Friday, November 17, 2017

Castlevania II: Simon's Quest (1988)

Genre: Action, Platformer, RPG | Players: 1 | Developer: Konami

This review is an experiment. Or, more precisely, this playthrough was an experiment. It had been decades since I last played Simon’s Quest, in any serious capacity, and I wanted to judge it as objectively as possible. Were the virtually universal problems with the game actually legitimate complaints? I was determined to find out. There were some solutions that I could not remove from my memory, however. In those cases, I set about determining if there was ANY way to intuit those things in the course of normal play, bereft of Nintendo Power and the strategy guide of its era that I had back then. I fully admit that there was an obscene amount of nostalgia in play, but I did my best to not let that determine the score.

No matter the outcome, I knew a singular truth would remain, one that outreaches its success or failure as a playable and enjoyable experience: this is the kind of game that I like. Honestly, it’s the first game I encountered that won me over with its ATMOSPHERE. I do enjoy the original Castlevania and Dracula’s Curse, and I now believe that those are very successful at creating atmosphere in their own right. This is because of my latter-day experiences with Castlevania IV. However, none of those are the type of game that I innately prefer. Simon’s Quest has you visiting towns, exploring the countryside, finding secrets, and collecting a set of special objects. The engine is very similar to the other two games in the franchise that were released on the NES, but the execution is almost wholly different. You aren’t traveling a fixed path. You have to backtrack and explore the world. Your progression is dependent on finding, buying, and trading items; it’s the first step towards Metroidvania! I love the world and I love the mythos. As a kid, I poured over Oriental Trading catalogues to find exactly the right toys to be Dracula’s body parts. As much as a ring can be a body part, at any rate… I still have my two copies of Christopher Howell's Worlds of Power adaptation! I even had the Tiger Electronics handheld.

Right, onto the game itself: Hearts act as currency and seemingly allow you to level up. There's an experience meter, but in my...experience, I've always leveled up when actually collecting a heart. You have three lives but this only really matters when you’re grinding to buy something. I.e., when you’re trying to buy something, park yourself on the closest screen with enemies and BE CAREFUL until you’ve reached your goal and made the purchase. Okay, okay, continuing does affect the ending you'll receive, as well. I'll get to that in time.

Frankly, this does everything right that Zelda II does wrong. Yeah, you're moving back and forth and up and down levels, but the areas look different. They're colored diversely. Different colored woods, different colored skies, different colored towns. There's as much back and forth in the entire game as there is in, I dunno, the first two palaces in Zelda II? That game is out of its mind. I should have scored it lower.

It is similar to that game in that if you're playing on an NES, you'll be placed back in Jova when entering the password you can ask for when you Game Over. They’re a little lengthy (16 characters), but they aren't the worst I've heard of, and Jova is fairly centrally located. If you're playing on the Virtual Console, just exit to the Wii Menu when on the Game Over screen, without resetting. That way, you can pick up exactly where you left off. You don't even have to write down the passwords because of this de-facto save state.

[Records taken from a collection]
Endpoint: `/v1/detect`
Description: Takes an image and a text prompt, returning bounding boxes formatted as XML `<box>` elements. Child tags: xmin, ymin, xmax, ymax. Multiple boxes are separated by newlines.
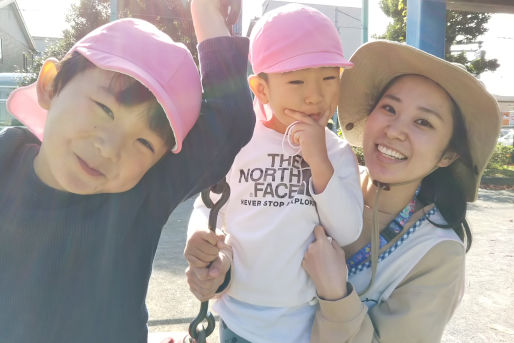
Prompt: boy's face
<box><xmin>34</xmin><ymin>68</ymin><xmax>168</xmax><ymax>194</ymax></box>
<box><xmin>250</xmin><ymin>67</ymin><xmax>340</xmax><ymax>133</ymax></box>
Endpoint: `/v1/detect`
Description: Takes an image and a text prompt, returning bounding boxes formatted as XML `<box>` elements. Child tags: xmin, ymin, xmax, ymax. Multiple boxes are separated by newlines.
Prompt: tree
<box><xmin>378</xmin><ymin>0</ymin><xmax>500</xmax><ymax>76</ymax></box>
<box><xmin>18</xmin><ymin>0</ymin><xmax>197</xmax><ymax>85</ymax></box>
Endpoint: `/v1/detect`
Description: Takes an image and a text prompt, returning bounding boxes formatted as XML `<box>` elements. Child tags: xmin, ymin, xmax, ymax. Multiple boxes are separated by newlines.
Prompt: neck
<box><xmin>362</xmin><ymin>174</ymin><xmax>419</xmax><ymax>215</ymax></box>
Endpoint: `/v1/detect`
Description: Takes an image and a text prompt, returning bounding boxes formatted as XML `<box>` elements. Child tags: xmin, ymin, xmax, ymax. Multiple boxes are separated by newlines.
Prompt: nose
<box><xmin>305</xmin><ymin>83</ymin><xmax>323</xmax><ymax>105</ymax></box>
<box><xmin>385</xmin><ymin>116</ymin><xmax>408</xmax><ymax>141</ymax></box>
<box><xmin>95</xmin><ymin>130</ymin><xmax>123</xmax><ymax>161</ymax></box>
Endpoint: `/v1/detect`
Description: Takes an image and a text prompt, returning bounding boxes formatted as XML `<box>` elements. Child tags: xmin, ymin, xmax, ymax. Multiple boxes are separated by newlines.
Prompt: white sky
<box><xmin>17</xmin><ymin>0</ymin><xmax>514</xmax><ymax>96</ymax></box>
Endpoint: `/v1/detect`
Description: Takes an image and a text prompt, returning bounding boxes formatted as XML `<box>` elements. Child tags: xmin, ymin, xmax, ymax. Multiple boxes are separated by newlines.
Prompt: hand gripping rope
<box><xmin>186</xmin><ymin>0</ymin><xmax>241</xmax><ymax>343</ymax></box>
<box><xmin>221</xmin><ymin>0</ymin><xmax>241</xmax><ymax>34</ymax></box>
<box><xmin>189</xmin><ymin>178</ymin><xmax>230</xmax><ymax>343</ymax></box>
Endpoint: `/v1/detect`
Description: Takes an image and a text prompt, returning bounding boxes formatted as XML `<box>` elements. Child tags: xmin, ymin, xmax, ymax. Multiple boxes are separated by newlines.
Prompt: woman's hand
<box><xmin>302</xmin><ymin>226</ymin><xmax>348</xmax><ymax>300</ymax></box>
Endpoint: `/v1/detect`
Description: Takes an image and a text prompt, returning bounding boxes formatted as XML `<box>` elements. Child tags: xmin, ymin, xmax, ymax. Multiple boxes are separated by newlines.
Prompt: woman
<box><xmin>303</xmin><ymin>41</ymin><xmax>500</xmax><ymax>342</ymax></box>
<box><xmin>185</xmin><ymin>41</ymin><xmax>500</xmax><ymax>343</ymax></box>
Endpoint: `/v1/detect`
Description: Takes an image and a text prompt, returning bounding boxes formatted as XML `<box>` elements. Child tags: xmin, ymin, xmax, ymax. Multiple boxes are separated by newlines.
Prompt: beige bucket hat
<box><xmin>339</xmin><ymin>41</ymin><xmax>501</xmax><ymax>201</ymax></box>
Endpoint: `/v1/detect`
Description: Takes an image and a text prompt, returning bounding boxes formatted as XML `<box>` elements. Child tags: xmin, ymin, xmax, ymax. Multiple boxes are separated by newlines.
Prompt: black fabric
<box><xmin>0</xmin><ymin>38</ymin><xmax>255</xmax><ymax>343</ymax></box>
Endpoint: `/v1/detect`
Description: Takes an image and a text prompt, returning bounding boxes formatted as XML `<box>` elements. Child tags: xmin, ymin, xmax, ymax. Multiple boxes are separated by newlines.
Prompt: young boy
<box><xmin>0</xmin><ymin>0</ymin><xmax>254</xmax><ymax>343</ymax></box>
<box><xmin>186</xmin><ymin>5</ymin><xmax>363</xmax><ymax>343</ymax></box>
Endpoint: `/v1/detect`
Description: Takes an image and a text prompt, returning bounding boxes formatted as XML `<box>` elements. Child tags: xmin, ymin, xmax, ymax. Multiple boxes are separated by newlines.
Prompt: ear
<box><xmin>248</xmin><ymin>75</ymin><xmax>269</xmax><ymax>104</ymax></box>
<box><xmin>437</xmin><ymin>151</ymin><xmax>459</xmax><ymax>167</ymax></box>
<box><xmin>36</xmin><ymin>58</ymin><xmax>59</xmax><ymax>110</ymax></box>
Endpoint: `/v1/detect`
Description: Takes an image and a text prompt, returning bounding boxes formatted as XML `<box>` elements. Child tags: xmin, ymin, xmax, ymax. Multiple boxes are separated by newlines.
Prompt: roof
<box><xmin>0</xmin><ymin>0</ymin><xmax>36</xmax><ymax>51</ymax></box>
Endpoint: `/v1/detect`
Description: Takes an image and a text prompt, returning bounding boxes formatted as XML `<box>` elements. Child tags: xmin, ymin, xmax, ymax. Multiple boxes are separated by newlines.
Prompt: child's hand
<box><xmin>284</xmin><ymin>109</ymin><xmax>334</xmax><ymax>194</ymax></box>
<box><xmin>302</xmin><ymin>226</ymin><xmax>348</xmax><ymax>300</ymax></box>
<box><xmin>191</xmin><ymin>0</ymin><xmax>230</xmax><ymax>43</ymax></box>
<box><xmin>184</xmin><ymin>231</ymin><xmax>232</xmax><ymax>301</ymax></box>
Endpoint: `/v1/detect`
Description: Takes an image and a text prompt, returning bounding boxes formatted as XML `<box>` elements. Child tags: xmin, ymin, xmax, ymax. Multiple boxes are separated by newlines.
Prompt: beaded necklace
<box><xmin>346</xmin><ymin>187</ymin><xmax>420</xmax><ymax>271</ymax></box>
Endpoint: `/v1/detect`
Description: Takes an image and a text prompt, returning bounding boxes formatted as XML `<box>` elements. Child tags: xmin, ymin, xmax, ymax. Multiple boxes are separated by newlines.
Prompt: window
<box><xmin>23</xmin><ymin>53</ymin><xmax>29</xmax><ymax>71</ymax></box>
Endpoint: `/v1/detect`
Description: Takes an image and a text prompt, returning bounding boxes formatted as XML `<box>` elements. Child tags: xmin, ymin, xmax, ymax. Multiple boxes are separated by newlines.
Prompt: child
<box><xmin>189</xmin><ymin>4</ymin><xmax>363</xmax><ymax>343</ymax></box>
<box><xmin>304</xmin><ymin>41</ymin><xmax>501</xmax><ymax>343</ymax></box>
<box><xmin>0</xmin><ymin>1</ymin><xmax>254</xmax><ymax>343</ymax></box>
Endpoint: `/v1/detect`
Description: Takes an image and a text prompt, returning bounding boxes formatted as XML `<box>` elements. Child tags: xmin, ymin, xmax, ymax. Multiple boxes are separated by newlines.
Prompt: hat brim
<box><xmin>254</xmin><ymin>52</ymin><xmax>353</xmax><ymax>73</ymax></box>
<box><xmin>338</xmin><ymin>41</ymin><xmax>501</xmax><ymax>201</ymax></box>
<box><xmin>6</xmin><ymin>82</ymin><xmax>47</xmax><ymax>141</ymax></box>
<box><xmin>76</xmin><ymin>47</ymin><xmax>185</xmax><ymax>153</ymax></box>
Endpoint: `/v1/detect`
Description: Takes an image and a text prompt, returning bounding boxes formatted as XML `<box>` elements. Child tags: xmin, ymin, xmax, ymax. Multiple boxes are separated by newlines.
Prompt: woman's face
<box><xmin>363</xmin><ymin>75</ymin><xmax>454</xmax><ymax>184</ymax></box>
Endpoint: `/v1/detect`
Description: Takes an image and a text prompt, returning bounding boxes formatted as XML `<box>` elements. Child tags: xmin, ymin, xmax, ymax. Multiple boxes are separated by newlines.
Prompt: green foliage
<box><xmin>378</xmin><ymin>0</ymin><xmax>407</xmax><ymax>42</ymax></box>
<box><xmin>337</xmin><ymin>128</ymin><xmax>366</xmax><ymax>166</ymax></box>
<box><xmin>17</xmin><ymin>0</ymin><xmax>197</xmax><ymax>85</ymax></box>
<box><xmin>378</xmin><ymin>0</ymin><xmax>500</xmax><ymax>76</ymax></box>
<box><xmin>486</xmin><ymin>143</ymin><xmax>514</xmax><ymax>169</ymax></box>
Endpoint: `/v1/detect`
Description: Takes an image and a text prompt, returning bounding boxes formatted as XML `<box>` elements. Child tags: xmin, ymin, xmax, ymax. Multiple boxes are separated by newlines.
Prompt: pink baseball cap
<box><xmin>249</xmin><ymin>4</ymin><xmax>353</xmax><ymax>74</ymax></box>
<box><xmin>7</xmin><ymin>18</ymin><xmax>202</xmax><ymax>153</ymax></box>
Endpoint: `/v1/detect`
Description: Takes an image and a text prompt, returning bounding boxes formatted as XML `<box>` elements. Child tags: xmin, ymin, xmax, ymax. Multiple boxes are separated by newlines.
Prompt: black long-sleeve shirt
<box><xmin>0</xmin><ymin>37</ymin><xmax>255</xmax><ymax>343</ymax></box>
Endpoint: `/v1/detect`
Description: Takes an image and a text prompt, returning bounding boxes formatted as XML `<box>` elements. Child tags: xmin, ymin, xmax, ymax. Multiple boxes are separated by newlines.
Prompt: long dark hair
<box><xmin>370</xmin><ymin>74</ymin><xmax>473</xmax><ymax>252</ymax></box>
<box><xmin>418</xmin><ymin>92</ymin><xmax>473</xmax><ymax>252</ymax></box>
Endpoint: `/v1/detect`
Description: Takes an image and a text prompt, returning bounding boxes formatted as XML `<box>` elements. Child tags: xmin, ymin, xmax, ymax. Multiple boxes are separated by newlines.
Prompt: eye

### [What to do]
(1) Extract, word for word, the passage of the Simon's Quest review that opens with the words containing "Castlevania II: Simon's" and closes with "determine the score.".
(2) According to the Simon's Quest review, how many characters long are the passwords you get at Game Over?
(3) Carry on the Simon's Quest review from its last sentence.
The data plays no part in this work.

### [Answers to the problems]
(1)
Castlevania II: Simon's Quest (1988)

Genre: Action, Platformer, RPG | Players: 1 | Developer: Konami

This review is an experiment. Or, more precisely, this playthrough was an experiment. It had been decades since I last played Simon’s Quest, in any serious capacity, and I wanted to judge it as objectively as possible. Were the virtually universal problems with the game actually legitimate complaints? I was determined to find out. There were some solutions that I could not remove from my memory, however. In those cases, I set about determining if there was ANY way to intuit those things in the course of normal play, bereft of Nintendo Power and the strategy guide of its era that I had back then. I fully admit that there was an obscene amount of nostalgia in play, but I did my best to not let that determine the score.

(2) 16 characters.

(3)
Alright, moment of truth: In my opinion, it's not badly translated. It's deliberately cryptic. The manual even says that some of the townspeople are tricksters! I had one problem, and it was the result of a lack of exploration and an assumption naturally made by the human brain given the specific visual stimuli on display. However, that decidedly is NOT the result of mis-translation. I was able to completely fill out the menu and do EVERYTHING, except proceed to the endgame. I acknowledge that not being able to find Castlevania is an intensely significant act with which to have trouble. However, it is nice to see that the greatest challenge was the final one. Someone more clever and thorough than me could easily manage it. I'm just over the moon that it didn't involve the translation or any of the puzzle-solving.

It was partially MY fault, and partially the designers being intimately aware of the intricacies of human perception and thought processes. I think it's a fair and intelligent challenge. You're free to disagree all you want.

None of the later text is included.